# Exercise requirements:
Please count the lines of the records that contain the word "dark", and give only that number.

# Recorded data:
---+---

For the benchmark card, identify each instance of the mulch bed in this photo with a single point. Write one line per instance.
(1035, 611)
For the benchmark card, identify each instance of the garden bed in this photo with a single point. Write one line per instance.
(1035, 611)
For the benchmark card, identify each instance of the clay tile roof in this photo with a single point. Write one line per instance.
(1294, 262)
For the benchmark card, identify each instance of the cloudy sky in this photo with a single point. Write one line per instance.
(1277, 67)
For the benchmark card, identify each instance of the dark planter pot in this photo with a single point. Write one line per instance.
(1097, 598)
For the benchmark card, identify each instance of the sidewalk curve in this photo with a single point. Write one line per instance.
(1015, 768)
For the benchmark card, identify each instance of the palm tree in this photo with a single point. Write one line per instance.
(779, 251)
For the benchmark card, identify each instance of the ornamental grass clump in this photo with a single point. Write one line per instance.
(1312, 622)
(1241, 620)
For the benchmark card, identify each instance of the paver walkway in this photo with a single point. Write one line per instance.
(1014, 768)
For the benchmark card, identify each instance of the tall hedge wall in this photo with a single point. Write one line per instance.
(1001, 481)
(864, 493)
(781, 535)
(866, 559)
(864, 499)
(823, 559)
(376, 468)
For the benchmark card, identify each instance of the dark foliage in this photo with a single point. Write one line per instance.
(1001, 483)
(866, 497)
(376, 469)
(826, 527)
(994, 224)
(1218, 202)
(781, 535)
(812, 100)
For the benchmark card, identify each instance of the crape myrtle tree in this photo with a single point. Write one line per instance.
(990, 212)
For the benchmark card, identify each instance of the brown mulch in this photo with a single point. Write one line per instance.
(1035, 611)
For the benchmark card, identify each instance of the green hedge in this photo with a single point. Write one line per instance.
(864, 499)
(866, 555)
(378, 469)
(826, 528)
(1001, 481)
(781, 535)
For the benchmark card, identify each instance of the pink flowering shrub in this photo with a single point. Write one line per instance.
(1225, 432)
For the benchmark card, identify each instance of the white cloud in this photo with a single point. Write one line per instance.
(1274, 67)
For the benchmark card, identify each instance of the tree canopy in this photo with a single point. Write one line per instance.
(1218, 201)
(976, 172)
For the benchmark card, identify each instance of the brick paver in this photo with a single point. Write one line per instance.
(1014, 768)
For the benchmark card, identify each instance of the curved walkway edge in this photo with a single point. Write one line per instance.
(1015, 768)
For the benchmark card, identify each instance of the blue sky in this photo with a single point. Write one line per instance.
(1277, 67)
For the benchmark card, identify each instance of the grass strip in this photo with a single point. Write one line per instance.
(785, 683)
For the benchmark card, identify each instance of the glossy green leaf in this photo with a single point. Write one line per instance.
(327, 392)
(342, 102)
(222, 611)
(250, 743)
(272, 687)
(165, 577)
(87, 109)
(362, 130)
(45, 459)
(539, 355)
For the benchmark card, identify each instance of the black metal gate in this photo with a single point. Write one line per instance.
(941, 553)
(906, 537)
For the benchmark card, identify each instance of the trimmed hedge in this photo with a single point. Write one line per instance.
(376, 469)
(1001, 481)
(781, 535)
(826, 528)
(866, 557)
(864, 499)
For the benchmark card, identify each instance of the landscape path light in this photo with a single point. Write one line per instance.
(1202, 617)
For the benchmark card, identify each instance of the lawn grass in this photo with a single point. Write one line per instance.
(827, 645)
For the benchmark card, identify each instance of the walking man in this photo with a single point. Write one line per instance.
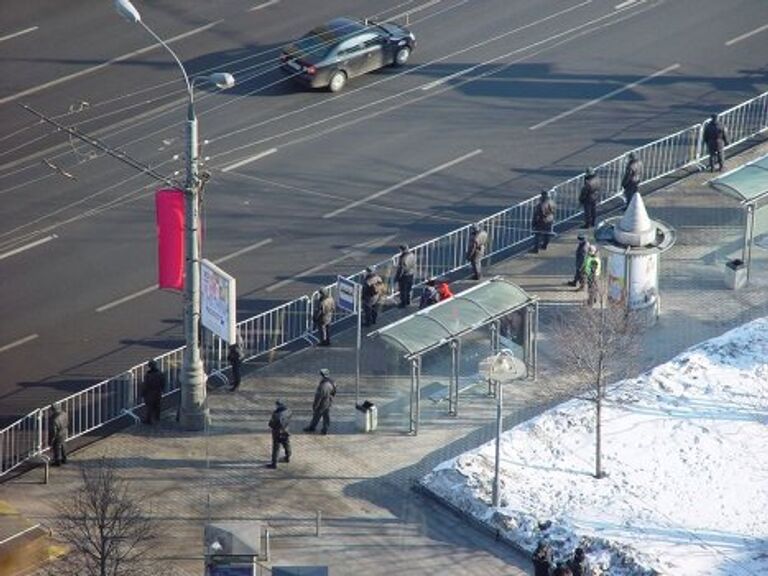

---+---

# Finished answer:
2